▶ Objective
Copy the rows between the line holding "Below you will see an image." and the line holding "[0,29,180,107]", both included, keeping every character unchanged.

▶ Stored data
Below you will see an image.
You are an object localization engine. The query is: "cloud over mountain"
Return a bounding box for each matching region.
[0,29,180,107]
==
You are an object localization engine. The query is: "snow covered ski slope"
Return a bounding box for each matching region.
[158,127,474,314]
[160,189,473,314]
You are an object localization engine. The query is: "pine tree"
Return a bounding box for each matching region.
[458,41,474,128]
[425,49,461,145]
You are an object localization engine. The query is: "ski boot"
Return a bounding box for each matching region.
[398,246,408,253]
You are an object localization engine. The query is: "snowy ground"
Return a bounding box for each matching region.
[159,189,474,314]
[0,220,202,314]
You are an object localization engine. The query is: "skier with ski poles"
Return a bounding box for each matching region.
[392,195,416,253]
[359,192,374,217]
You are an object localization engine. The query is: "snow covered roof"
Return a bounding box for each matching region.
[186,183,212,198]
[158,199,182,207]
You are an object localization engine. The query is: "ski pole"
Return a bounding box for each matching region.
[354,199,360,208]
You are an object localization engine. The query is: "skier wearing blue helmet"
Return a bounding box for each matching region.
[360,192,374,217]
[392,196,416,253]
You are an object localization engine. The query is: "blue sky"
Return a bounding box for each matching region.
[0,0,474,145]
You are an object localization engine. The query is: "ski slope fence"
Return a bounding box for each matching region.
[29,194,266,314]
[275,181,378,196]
--
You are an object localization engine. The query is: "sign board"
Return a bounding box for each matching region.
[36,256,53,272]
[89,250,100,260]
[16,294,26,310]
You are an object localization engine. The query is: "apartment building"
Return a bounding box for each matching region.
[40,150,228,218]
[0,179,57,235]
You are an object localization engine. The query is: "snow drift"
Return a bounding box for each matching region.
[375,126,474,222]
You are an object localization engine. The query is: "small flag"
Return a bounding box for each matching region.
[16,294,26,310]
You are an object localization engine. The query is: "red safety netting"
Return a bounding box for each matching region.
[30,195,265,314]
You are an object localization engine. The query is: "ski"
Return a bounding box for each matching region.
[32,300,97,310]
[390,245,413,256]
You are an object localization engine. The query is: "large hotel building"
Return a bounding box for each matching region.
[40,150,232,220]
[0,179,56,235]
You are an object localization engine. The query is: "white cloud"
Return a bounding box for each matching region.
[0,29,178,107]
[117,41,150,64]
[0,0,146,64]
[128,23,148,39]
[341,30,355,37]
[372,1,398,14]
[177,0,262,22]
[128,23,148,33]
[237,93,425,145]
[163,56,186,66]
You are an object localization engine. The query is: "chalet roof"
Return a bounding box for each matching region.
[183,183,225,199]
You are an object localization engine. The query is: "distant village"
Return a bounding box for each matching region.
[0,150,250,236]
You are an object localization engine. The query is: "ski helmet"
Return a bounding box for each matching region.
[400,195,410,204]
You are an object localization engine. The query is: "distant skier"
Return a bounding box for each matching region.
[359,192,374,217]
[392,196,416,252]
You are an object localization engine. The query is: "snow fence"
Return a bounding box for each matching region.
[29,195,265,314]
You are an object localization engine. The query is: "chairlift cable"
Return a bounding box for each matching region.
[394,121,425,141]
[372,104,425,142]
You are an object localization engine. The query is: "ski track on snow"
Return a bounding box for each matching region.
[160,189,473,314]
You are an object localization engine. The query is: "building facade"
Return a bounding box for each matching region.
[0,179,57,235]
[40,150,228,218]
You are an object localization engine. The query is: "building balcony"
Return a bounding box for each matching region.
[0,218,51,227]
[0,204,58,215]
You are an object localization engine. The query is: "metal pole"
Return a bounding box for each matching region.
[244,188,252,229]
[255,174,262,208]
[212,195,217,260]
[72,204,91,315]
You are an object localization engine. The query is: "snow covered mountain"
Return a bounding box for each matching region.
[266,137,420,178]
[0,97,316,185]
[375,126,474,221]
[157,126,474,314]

▶ Task solution
Below you will see an image.
You are an object localization engine. The query is: "cloud over mountain"
Return a bounding box for each matching region.
[0,29,180,107]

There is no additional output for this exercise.